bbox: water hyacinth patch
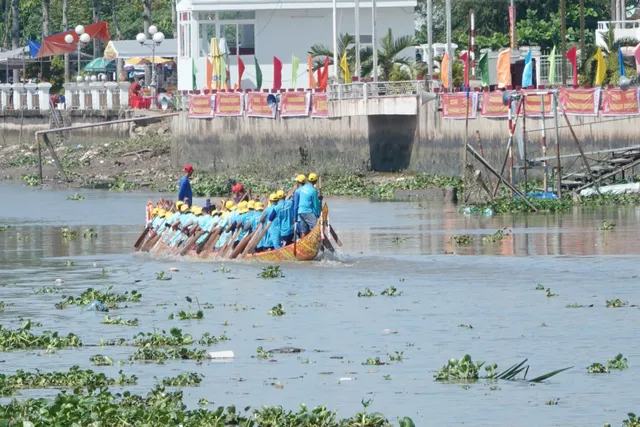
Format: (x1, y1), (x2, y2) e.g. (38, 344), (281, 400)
(268, 304), (286, 316)
(67, 193), (84, 200)
(258, 265), (284, 279)
(358, 288), (376, 298)
(56, 286), (142, 310)
(89, 354), (113, 366)
(380, 286), (402, 297)
(160, 372), (204, 387)
(606, 298), (629, 308)
(434, 354), (573, 383)
(449, 235), (473, 246)
(129, 347), (207, 364)
(0, 386), (415, 427)
(0, 320), (82, 353)
(102, 314), (139, 326)
(60, 227), (78, 240)
(0, 365), (138, 389)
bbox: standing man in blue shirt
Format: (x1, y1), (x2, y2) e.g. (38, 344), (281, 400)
(178, 164), (193, 207)
(293, 173), (321, 241)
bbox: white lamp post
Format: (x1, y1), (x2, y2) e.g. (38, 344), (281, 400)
(64, 25), (91, 79)
(136, 25), (164, 100)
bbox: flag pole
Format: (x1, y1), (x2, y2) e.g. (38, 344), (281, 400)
(333, 0), (338, 78)
(355, 0), (360, 79)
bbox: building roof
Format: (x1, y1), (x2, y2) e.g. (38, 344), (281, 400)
(177, 0), (417, 12)
(104, 39), (178, 59)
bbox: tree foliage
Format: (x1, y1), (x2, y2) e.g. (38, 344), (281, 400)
(416, 0), (612, 50)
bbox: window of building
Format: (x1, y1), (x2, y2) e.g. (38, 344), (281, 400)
(198, 11), (255, 56)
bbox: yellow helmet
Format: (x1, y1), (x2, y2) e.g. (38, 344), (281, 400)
(238, 202), (249, 214)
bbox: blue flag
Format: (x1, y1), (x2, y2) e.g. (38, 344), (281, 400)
(522, 49), (533, 87)
(618, 45), (626, 77)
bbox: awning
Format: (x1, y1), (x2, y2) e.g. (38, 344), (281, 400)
(124, 56), (173, 65)
(37, 22), (110, 58)
(84, 58), (116, 73)
(104, 39), (178, 59)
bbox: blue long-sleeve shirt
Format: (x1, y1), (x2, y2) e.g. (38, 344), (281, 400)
(276, 200), (294, 237)
(293, 187), (302, 218)
(298, 182), (321, 216)
(178, 176), (193, 207)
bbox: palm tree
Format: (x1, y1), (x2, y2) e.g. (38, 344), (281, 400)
(579, 27), (640, 85)
(360, 28), (421, 81)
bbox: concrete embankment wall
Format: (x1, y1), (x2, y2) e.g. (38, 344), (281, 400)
(0, 110), (133, 147)
(171, 101), (640, 176)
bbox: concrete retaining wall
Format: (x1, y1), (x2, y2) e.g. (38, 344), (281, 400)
(171, 98), (640, 175)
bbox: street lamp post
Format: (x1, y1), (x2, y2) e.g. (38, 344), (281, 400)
(64, 25), (91, 75)
(136, 25), (164, 96)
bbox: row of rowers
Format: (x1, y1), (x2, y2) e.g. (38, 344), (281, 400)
(148, 173), (321, 252)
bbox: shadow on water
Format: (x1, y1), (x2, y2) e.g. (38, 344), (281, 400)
(0, 183), (640, 427)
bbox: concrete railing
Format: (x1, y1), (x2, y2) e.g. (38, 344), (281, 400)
(327, 80), (428, 101)
(0, 83), (51, 111)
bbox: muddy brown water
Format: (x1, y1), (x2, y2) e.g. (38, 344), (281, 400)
(0, 182), (640, 427)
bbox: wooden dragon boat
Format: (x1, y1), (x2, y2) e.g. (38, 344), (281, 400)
(140, 204), (329, 262)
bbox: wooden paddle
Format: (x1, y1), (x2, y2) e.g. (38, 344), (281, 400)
(242, 222), (271, 258)
(196, 227), (223, 257)
(133, 225), (151, 251)
(180, 231), (205, 256)
(216, 228), (242, 258)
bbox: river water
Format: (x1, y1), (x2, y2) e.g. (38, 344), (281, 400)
(0, 182), (640, 427)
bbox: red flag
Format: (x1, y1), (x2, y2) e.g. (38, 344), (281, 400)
(460, 52), (469, 87)
(318, 56), (329, 89)
(273, 56), (282, 90)
(565, 46), (578, 86)
(238, 56), (244, 89)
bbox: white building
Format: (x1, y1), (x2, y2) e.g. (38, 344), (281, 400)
(177, 0), (416, 90)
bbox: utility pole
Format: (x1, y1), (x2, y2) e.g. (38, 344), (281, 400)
(371, 0), (378, 82)
(560, 0), (567, 85)
(333, 0), (338, 79)
(445, 0), (452, 91)
(355, 0), (360, 79)
(580, 0), (585, 64)
(427, 0), (433, 80)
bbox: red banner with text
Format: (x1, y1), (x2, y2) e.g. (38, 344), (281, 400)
(559, 88), (600, 116)
(280, 92), (311, 117)
(442, 92), (478, 119)
(480, 92), (509, 118)
(247, 92), (276, 119)
(602, 88), (640, 116)
(311, 93), (329, 119)
(522, 89), (553, 117)
(189, 95), (213, 119)
(214, 92), (244, 117)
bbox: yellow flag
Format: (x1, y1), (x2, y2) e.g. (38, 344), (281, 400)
(496, 49), (511, 89)
(593, 48), (607, 86)
(340, 52), (351, 83)
(440, 52), (451, 89)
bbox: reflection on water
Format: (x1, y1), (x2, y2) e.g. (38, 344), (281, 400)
(0, 183), (640, 427)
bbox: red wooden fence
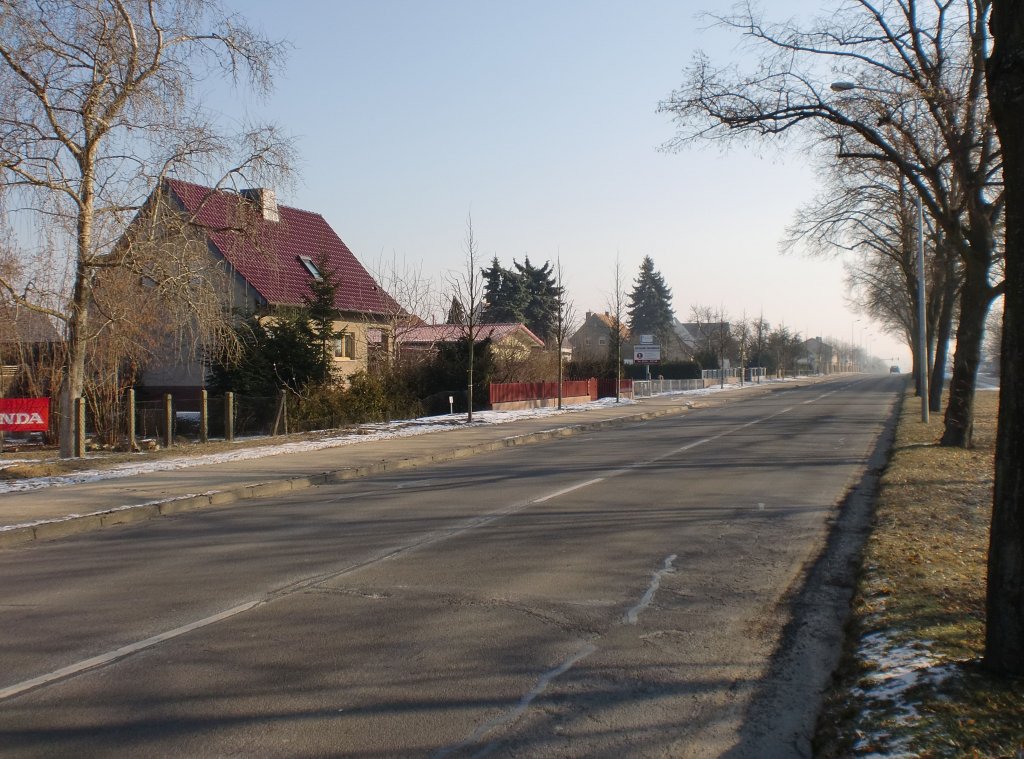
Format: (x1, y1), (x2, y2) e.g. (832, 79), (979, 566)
(489, 379), (598, 406)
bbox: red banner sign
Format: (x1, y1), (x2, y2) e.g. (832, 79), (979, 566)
(0, 398), (50, 432)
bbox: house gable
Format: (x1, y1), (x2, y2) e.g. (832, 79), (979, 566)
(167, 179), (402, 317)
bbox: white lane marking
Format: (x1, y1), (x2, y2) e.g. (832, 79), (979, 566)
(800, 388), (846, 406)
(623, 553), (676, 625)
(0, 601), (263, 701)
(531, 473), (602, 503)
(433, 643), (597, 759)
(433, 553), (676, 759)
(0, 406), (796, 701)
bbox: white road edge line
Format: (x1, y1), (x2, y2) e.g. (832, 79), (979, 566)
(0, 601), (263, 701)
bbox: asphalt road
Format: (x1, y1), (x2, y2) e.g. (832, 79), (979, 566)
(0, 377), (903, 757)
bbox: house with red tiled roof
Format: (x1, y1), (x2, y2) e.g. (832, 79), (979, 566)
(396, 323), (544, 356)
(134, 179), (409, 394)
(568, 311), (633, 361)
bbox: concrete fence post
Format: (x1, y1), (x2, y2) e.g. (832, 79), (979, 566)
(72, 397), (85, 459)
(224, 391), (234, 442)
(164, 392), (174, 448)
(125, 387), (138, 451)
(199, 388), (210, 442)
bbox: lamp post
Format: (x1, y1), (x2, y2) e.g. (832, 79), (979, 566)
(830, 82), (929, 424)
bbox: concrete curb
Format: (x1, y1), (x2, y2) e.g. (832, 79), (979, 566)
(0, 399), (696, 549)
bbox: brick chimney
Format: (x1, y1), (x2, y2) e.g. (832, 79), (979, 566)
(241, 187), (281, 221)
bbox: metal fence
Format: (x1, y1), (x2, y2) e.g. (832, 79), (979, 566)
(633, 380), (705, 398)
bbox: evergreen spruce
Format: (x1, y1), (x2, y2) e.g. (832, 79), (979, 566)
(481, 256), (529, 324)
(512, 256), (563, 342)
(444, 297), (466, 324)
(302, 255), (341, 378)
(628, 256), (675, 345)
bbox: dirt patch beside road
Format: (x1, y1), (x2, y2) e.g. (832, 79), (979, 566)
(815, 391), (1024, 757)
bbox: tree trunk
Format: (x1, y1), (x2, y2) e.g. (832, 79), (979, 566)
(928, 259), (956, 414)
(985, 0), (1024, 676)
(939, 251), (992, 448)
(60, 202), (92, 459)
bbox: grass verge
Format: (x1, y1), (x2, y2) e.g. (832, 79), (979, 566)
(815, 390), (1024, 759)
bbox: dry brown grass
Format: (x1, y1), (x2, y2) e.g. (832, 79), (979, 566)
(817, 392), (1024, 757)
(0, 427), (358, 479)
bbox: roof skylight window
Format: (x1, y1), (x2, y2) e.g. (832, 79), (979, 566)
(299, 256), (324, 280)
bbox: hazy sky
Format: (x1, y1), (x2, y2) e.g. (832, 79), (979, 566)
(220, 0), (909, 365)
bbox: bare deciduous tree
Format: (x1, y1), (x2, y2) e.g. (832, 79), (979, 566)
(784, 160), (962, 412)
(985, 0), (1024, 677)
(447, 216), (483, 422)
(0, 0), (291, 455)
(608, 253), (628, 404)
(662, 0), (1004, 447)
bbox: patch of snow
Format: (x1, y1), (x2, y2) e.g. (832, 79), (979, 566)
(0, 380), (770, 494)
(0, 491), (218, 533)
(853, 632), (955, 759)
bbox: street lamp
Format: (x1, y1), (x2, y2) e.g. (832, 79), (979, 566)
(830, 82), (929, 424)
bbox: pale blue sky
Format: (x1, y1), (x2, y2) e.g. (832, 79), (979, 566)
(216, 0), (909, 364)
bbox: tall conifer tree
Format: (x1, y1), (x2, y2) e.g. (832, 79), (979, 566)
(628, 256), (674, 345)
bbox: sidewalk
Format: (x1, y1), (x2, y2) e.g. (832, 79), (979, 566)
(0, 377), (823, 548)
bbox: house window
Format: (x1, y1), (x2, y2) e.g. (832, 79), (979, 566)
(299, 256), (324, 280)
(367, 327), (388, 351)
(334, 332), (355, 359)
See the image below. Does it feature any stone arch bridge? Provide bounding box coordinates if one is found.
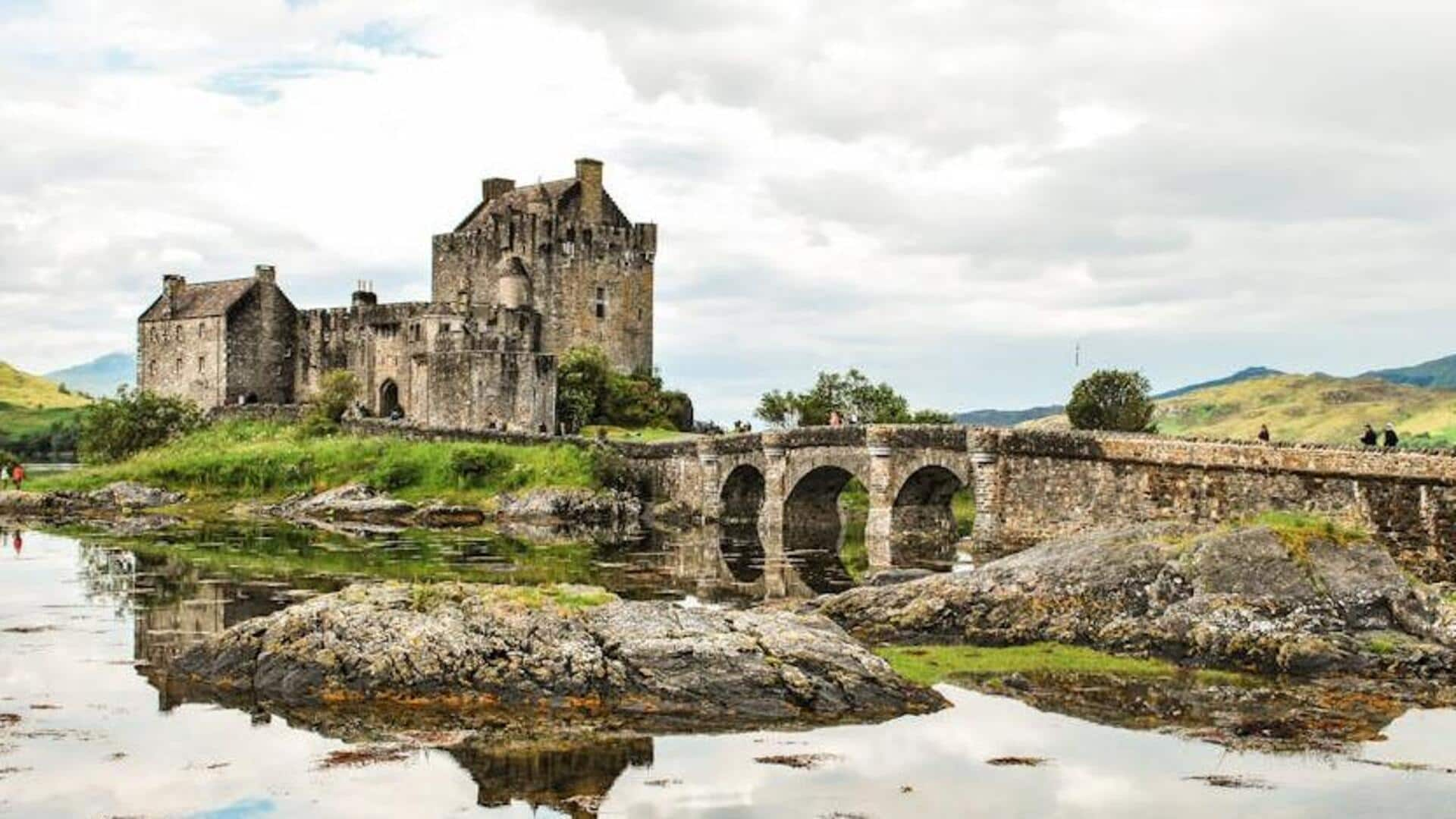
[620,425,1456,580]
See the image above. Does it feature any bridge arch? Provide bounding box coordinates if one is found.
[890,463,973,566]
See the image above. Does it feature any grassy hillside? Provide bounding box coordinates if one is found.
[0,362,89,460]
[33,421,598,503]
[1027,375,1456,447]
[1366,356,1456,389]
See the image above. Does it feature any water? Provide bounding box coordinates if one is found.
[0,531,1456,817]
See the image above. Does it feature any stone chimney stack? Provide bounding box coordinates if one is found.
[576,158,603,224]
[162,272,187,315]
[481,177,516,201]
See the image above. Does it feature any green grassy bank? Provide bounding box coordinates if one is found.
[27,421,601,504]
[875,642,1245,685]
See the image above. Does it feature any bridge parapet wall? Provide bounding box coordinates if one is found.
[971,430,1456,580]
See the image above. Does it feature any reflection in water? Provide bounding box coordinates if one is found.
[8,531,1456,819]
[450,737,652,817]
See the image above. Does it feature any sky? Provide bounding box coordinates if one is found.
[0,0,1456,421]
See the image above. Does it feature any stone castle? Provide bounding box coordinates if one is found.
[136,158,657,431]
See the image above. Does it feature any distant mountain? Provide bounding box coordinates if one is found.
[956,367,1283,427]
[46,353,136,397]
[956,403,1065,427]
[0,362,90,410]
[1364,356,1456,389]
[1153,367,1284,400]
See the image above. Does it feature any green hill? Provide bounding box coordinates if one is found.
[1027,375,1456,447]
[0,362,90,460]
[1366,356,1456,389]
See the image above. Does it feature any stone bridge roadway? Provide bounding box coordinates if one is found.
[622,425,1456,580]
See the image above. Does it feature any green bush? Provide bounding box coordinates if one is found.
[1067,370,1156,433]
[450,446,513,488]
[369,459,425,493]
[592,446,646,494]
[79,388,206,463]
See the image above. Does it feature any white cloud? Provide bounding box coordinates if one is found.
[0,0,1456,419]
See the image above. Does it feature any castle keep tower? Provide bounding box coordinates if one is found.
[136,158,657,431]
[432,158,657,372]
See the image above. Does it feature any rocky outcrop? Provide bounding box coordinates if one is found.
[817,526,1456,676]
[497,488,642,528]
[171,583,942,727]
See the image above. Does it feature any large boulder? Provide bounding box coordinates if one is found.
[86,481,187,509]
[817,525,1456,675]
[271,484,415,525]
[169,583,942,726]
[497,488,644,528]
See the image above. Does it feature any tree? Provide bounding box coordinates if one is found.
[556,347,693,431]
[79,388,206,463]
[556,347,611,433]
[1067,370,1155,433]
[753,369,952,427]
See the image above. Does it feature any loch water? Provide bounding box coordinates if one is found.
[0,528,1456,819]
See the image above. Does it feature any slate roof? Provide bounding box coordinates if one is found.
[456,177,576,231]
[141,277,258,322]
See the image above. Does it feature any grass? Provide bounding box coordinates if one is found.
[875,642,1245,685]
[33,421,597,504]
[1239,512,1370,563]
[1027,375,1456,449]
[0,362,90,410]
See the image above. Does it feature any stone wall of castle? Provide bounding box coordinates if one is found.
[136,316,228,406]
[971,430,1456,580]
[223,268,297,403]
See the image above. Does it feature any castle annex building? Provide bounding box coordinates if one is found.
[136,158,657,430]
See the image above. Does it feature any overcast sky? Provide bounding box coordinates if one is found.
[0,0,1456,421]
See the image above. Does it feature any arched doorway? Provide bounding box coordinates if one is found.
[718,463,764,583]
[890,465,975,568]
[378,379,400,419]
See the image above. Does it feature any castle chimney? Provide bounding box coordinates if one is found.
[162,272,187,315]
[481,177,516,201]
[576,158,601,224]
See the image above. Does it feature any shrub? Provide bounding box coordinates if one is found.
[79,388,206,463]
[450,446,513,488]
[369,459,424,493]
[1067,370,1156,433]
[592,446,646,494]
[301,370,359,435]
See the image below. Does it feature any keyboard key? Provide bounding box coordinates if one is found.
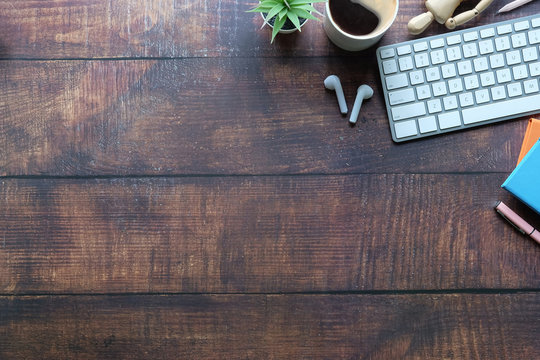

+--

◆ WHAT YOU HAVE TO DO ◆
Rescale the rows starting at the line that contains "See the image above. Does it feature any stone wall" and ending at the line that contains "[576,158,601,224]", reproducing every line, requests included. Multiply each bounding box coordinate in the answers by 1.35 and round it to a whole number, with halves rounded up.

◆ OUTPUT OF THE TASK ◆
See the image above. Does it feature any stone wall of castle? Provide bounding box coordinates if one is found.
[184,427,308,548]
[1311,581,1966,783]
[301,362,401,544]
See the image above. Does it feature any castle annex building? Provide bounding box coordinates if one is found.
[184,213,887,581]
See the image above. Does it feature any overcast sky? Provide bounding box coordinates if one is found.
[0,0,1966,568]
See the image above. Does it feature any arched doorway? Provide bounding box coordinates if one is found.
[969,625,1031,787]
[1202,628,1316,767]
[510,512,540,566]
See the image above. Does it feature any castle chimney? Provide bounding box coordinates if one is found.
[219,367,252,425]
[649,239,697,271]
[778,213,811,302]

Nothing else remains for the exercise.